**Document text:**
....
These volumes bring to a close the only comprehensive edition of the surviving correspondence of William Morris (1834-1896), a protean figure who exerted a major influence as poet, craftsman, master printer, and designer. Volumes III and IV, taken together, give in detail the comments and observations that articulate his problematic political and artistic stands and equally problematic position within the aesthetic movement as it developed in the 1890s. Most eloquently voiced also are the complexities of his troubled marriage and his devotion to his epileptic daughter, Jenny, and his other daughter, May. But dominating all these themes, organizing and structuring them, are the Kelmscott Press and the building of Morris's important library of medieval manuscripts and early printed books. The letters record the way in which the Press becomes not only the center of Morris's aesthetic ambitions and achievements but also the site for his closest human relations and for much of his connecting with the makers of early modernism.
....
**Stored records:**
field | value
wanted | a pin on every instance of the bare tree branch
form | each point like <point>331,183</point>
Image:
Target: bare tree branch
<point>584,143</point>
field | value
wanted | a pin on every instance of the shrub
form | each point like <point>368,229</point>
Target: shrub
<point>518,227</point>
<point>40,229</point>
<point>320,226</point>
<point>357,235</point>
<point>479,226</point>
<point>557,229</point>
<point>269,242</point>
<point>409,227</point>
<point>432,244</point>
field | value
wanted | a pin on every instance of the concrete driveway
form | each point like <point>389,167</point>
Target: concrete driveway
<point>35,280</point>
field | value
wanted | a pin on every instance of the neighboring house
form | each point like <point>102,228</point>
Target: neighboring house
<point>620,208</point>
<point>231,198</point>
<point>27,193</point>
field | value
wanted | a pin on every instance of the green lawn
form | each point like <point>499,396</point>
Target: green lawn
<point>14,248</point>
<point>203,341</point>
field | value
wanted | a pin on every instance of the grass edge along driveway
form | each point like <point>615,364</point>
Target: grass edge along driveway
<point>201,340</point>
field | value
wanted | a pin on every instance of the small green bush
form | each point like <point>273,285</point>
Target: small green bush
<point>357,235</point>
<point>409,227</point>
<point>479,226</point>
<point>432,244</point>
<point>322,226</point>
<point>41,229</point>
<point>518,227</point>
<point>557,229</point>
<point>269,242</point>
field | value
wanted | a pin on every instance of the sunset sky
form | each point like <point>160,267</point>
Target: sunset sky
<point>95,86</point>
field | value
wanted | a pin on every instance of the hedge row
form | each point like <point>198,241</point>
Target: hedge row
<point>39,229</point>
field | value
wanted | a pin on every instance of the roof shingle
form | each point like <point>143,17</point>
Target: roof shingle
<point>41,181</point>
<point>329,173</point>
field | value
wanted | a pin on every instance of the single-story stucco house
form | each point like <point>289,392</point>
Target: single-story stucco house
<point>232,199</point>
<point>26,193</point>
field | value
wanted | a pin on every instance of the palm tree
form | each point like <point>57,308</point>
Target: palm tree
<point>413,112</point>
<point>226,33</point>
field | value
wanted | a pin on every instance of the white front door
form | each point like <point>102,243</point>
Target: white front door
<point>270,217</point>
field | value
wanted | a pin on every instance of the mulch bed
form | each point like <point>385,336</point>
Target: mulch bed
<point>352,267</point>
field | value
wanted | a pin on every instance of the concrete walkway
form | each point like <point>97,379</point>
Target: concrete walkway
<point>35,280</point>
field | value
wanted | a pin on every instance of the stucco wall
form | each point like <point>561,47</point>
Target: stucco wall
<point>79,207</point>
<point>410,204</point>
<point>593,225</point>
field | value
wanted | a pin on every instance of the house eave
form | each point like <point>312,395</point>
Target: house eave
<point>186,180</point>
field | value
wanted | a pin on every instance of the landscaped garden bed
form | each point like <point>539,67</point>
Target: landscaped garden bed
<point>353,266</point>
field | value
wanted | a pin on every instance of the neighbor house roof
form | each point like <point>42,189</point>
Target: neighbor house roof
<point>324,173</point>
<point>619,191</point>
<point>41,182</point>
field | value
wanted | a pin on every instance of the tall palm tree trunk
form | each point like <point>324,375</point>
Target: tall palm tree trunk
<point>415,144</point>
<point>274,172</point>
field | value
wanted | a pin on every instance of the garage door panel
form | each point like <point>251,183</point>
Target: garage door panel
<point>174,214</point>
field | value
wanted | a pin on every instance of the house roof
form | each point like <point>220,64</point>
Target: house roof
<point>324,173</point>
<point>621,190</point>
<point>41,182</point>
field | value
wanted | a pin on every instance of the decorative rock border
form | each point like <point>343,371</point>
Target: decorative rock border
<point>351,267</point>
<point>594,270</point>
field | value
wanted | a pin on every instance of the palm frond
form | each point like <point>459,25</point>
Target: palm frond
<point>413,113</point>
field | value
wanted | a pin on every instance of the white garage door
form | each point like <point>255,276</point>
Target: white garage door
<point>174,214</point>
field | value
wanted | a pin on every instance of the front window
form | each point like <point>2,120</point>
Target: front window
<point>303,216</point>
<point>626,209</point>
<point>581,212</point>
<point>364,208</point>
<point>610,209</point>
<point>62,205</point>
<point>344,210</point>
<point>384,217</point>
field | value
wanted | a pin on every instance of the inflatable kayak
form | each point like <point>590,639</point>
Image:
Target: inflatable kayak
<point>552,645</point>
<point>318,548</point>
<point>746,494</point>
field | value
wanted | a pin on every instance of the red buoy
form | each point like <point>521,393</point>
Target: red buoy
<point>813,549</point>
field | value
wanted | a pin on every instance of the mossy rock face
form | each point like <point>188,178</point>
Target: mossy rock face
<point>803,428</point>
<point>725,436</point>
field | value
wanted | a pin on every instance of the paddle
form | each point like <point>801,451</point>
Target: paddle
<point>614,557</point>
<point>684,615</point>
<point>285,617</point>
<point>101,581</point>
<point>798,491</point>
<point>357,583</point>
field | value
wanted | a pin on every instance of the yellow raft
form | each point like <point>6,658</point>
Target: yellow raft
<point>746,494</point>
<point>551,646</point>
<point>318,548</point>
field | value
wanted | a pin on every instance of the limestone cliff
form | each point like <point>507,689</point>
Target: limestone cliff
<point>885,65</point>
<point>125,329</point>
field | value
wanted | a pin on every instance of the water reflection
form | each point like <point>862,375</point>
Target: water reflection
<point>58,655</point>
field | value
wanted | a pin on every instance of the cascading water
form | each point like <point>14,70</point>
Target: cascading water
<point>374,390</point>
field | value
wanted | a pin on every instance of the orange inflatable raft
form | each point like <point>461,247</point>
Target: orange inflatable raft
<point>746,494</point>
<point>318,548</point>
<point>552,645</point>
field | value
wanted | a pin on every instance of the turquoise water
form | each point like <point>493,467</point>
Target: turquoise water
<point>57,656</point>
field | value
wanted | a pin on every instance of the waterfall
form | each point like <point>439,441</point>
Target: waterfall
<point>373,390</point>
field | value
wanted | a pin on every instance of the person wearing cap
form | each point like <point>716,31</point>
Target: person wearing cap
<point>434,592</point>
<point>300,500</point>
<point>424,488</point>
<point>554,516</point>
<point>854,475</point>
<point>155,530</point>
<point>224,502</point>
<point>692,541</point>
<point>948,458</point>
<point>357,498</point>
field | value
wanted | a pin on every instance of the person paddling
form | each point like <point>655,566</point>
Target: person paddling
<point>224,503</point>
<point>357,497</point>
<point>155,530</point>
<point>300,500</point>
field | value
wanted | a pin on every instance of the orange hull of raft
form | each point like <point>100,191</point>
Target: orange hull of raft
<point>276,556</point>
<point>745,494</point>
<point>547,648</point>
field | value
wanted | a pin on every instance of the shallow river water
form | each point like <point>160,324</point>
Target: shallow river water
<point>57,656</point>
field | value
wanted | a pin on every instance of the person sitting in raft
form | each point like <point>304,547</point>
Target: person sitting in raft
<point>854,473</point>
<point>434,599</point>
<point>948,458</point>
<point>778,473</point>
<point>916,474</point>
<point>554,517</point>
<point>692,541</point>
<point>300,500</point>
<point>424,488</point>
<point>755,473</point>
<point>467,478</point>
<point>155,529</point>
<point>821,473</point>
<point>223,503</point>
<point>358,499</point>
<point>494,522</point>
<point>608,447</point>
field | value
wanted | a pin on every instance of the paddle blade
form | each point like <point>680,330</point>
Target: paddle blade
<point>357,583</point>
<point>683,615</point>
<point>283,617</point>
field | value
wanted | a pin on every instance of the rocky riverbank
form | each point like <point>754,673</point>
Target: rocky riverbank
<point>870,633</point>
....
**Task:**
List each role in which the passage about William Morris's letters says he exerted a major influence. None of the records is needed for the task.

**Exercise output:**
poet, craftsman, master printer, designer